**** DATA FOR REVIEW

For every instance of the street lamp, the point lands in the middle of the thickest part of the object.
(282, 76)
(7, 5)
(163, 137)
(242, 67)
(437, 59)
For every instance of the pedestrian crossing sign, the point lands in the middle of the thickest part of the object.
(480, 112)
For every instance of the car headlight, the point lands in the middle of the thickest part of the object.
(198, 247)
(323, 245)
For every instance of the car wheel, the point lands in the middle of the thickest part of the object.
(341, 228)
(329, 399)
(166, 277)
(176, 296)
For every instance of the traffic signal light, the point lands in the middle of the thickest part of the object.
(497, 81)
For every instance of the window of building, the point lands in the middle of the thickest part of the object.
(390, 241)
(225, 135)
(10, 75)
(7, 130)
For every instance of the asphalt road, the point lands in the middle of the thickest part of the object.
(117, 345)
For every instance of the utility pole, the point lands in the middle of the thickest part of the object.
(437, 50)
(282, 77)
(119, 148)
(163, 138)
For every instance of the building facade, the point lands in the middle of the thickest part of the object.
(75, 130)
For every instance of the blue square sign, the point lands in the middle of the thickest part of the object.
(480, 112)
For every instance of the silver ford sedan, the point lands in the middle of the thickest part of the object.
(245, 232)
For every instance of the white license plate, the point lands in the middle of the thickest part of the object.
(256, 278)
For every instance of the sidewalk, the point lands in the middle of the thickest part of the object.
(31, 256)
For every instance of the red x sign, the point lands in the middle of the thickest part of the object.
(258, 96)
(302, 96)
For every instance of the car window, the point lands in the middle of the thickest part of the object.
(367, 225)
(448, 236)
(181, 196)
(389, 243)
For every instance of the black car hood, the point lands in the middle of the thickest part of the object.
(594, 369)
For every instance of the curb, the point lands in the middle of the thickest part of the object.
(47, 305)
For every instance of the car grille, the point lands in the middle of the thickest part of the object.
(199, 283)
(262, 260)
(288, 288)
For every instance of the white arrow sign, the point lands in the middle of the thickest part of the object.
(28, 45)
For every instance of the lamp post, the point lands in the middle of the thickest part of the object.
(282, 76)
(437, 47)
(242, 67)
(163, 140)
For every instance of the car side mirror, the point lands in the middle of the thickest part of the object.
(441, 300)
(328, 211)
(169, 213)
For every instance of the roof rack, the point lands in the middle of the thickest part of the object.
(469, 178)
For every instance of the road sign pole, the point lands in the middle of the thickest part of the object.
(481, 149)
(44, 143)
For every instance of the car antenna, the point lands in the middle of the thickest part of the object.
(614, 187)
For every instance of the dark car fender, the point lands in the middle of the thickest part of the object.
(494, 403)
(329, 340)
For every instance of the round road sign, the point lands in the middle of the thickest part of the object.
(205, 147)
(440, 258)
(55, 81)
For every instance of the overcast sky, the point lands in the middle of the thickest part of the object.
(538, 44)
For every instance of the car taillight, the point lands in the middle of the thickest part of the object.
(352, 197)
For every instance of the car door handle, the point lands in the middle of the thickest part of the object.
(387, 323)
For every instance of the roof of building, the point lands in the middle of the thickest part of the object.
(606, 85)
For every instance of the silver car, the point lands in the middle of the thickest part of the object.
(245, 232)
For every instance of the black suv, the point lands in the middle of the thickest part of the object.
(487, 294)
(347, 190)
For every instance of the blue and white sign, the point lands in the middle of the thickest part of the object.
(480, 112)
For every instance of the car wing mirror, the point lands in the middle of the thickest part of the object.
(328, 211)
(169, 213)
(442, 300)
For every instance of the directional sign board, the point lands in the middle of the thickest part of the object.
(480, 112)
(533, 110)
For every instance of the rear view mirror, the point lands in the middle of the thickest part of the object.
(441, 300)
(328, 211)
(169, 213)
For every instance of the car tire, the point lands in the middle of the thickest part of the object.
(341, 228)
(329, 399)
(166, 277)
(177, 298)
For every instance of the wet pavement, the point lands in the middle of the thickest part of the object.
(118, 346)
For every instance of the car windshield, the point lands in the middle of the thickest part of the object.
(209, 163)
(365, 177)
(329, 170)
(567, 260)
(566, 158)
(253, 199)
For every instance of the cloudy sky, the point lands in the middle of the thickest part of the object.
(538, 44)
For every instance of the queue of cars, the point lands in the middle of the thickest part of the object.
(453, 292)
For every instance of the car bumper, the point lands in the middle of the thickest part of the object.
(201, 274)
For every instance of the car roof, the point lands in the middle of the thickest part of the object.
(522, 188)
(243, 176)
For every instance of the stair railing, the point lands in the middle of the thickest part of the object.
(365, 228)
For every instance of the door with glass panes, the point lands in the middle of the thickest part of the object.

********

● EXERCISE PROMPT:
Each entry given above is to be duplicated exactly.

● RESULT OF THE EXERCISE:
For every instance of the street lamp, the point lands in the middle of the thickest part of the object.
(282, 76)
(7, 5)
(163, 137)
(242, 67)
(437, 59)
For every instance of the pedestrian crossing sign, the point lands in the middle of the thickest part of the object.
(480, 112)
For every instance of the car headlight, the point lands in the middle of the thickest part of the object.
(198, 247)
(323, 245)
For every instance of the car wheel, the point lands in the middle of the thickest part of the object.
(341, 228)
(329, 399)
(166, 277)
(176, 296)
For every instance of the traffic signal light, the point lands in the middle of the thickest part of the object.
(497, 81)
For every instance of the window of building, the point lands in the middle of the thickest part of the object.
(390, 241)
(225, 135)
(10, 75)
(7, 130)
For every instance of the asphalt road, the point lands in the middle of the thickest part of the object.
(117, 345)
For every instance of the utility pole, the point lands in the middle of the thickest part of the object.
(437, 50)
(282, 77)
(119, 148)
(163, 138)
For every instance of the building facade, the point lands in the middle of the thickest part of the object.
(75, 130)
For every instance of the blue square sign, the point lands in the middle of the thickest part of the object.
(480, 112)
For every instance of the silver ford sedan, the point lands in the middle of the thickest part of the object.
(245, 232)
For every instance of the white license plate, the point lands in the middle of the thickest part of the object.
(256, 278)
For every instance of the sidewalk, the point lands in the middle of the thickest part of the object.
(31, 256)
For every instance of the red x sign, the point lands in the middle of the thickest part of the object.
(258, 96)
(302, 96)
For every instance of the car window, the point lands in the middle of the thickest part of the object.
(367, 225)
(448, 236)
(181, 196)
(389, 243)
For every instance of the black car hood, the point lands in the middle of the thickest part of the object.
(594, 369)
For every instance of the curb, the point lands in the middle of the thickest part of the object.
(47, 305)
For every instance of the car grille, the point lands in the middle of the thickest part of the object.
(199, 283)
(262, 260)
(288, 288)
For every instance of the white arrow sign, the point lands in the middle of the thickest part of the object.
(28, 45)
For every instance of the lamp post, the point lands in the middle of the thickest part of the object.
(282, 76)
(437, 47)
(242, 67)
(163, 140)
For every instance of the car side mirror, the point lands in the middle of the thickest part of the object.
(441, 300)
(328, 211)
(169, 213)
For every instance of the roof rack, the point lands in the middle of the thickest part of the object.
(469, 178)
For every instance of the road sign pole, the point lands in the middle of the thickest part of the object.
(481, 149)
(44, 143)
For every instance of the car antenna, the point lands in the middle of the thickest part of the object.
(614, 187)
For every instance of the dark car fender, the point lands in the middle of the thickest part of the object.
(494, 403)
(329, 340)
For every instance of the round road sign, the point lands in the middle of the thickest part of the object.
(205, 147)
(440, 258)
(55, 81)
For every instance of the overcast sky, the point lands in the middle of the thickest part of the object.
(538, 44)
For every instance of the car taillight, the point lands in the middle of the thickest part of the object.
(352, 197)
For every instance of the car door handle, the point lands in the middle of the thickest part of the object.
(387, 323)
For every instance of the roof of building, the point lands in the middle of the thickest part of the object.
(606, 85)
For every instance of the silver car, the point lands in the middle of the thickest part of the object.
(245, 232)
For every instance of the black suv, the point lands in the middle of the thickest part of the object.
(487, 294)
(347, 190)
For every instance of the blue and white sign, the point lands in the middle of the thickest part of the object.
(480, 112)
For every instance of the car wing mirror, the point lands in the middle of the thickest part of the object.
(328, 211)
(169, 213)
(442, 300)
For every instance of the directional sign board, the point lands in the middle of the thickest part of the object.
(480, 112)
(533, 110)
For every instance of the rear view mirror, the point lands in the middle of the thickest part of the object.
(441, 300)
(328, 211)
(169, 213)
For every instance of the car tire, the point lands in the middle of the thickest part of the object.
(341, 228)
(329, 399)
(166, 277)
(177, 298)
For every instance of the wet pavement, the point lands in the middle of the thickest part of the object.
(118, 346)
For every instance of the car windshield, the point lands in the middle of the thickest part of the object.
(209, 163)
(365, 177)
(329, 170)
(567, 260)
(566, 158)
(253, 199)
For every instance of the cloudy sky, the point lands in the middle of the thickest part of the object.
(538, 44)
For every instance of the queue of cars, the point lands in the middle of the thickest part of the object.
(453, 292)
For every instance of the car bumper, the point lands in the middle of the thickest part of the object.
(201, 274)
For every instance of the car roof, the point lands in the middle of the thickest part of the object.
(522, 188)
(243, 176)
For every instance of the stair railing, the point lands in the middle of the thickest part of the object.
(365, 228)
For every instance of the door with glass panes, the point lands in the middle of the thickest part of the object.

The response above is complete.